Your goal: Select and copy every line in the items below that contains the string "Segment". Matching is case-sensitive.

Saved data entries:
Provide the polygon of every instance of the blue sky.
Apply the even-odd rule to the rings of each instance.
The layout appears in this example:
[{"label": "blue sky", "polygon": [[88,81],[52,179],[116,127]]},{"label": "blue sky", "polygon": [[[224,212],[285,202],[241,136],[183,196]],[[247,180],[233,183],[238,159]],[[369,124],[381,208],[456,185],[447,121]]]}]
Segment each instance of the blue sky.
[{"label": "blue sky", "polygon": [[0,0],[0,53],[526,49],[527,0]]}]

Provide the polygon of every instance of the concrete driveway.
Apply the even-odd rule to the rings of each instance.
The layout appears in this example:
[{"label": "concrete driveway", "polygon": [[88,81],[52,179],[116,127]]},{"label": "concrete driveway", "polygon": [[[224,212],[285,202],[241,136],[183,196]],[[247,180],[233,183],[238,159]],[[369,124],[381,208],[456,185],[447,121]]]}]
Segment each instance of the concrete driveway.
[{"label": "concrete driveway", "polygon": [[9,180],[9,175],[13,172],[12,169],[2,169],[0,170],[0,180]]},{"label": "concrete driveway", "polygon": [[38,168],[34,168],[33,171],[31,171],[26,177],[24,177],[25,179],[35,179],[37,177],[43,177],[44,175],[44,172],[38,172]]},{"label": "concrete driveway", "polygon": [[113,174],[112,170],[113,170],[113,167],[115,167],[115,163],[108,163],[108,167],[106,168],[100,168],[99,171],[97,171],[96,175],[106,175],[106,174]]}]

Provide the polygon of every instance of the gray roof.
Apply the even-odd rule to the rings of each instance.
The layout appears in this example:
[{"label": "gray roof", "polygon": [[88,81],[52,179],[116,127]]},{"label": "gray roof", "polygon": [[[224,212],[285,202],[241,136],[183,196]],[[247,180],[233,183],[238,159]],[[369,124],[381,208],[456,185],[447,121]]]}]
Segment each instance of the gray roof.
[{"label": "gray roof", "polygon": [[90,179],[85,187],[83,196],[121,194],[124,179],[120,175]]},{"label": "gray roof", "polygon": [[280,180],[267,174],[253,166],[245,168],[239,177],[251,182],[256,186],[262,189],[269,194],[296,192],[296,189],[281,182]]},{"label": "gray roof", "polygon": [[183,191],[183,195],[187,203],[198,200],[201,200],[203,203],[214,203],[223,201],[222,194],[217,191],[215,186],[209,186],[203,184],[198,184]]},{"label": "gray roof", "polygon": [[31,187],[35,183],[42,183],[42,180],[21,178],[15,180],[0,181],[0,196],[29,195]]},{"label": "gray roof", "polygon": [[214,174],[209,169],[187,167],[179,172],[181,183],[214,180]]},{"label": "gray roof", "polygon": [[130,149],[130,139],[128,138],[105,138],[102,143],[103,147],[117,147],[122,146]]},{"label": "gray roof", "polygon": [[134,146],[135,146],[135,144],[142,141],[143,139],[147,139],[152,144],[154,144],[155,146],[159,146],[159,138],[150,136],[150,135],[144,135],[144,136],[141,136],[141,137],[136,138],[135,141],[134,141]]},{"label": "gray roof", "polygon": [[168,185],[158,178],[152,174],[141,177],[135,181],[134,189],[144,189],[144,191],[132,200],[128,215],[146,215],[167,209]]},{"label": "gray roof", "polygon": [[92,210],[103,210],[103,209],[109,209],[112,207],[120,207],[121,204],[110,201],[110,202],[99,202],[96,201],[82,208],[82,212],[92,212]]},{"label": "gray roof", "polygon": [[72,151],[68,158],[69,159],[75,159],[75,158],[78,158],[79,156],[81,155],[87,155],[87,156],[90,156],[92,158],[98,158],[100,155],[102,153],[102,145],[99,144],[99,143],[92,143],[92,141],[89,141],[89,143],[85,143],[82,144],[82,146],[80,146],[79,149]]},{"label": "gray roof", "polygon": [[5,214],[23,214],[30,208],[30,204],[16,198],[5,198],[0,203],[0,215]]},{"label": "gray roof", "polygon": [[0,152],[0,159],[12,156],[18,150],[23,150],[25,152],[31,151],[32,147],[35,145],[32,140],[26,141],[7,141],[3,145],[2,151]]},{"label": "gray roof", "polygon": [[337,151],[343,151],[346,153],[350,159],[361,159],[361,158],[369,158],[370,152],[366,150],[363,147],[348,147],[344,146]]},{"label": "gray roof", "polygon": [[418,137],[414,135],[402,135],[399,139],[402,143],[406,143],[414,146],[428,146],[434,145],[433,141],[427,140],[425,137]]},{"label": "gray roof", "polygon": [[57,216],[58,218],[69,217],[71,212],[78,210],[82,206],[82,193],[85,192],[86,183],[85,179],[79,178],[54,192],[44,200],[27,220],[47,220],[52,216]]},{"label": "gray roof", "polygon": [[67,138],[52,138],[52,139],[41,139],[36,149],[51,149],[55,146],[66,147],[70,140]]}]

Finished exercise:
Segment each instance of the blue sky.
Segment each instance of the concrete driveway.
Segment each instance of the gray roof.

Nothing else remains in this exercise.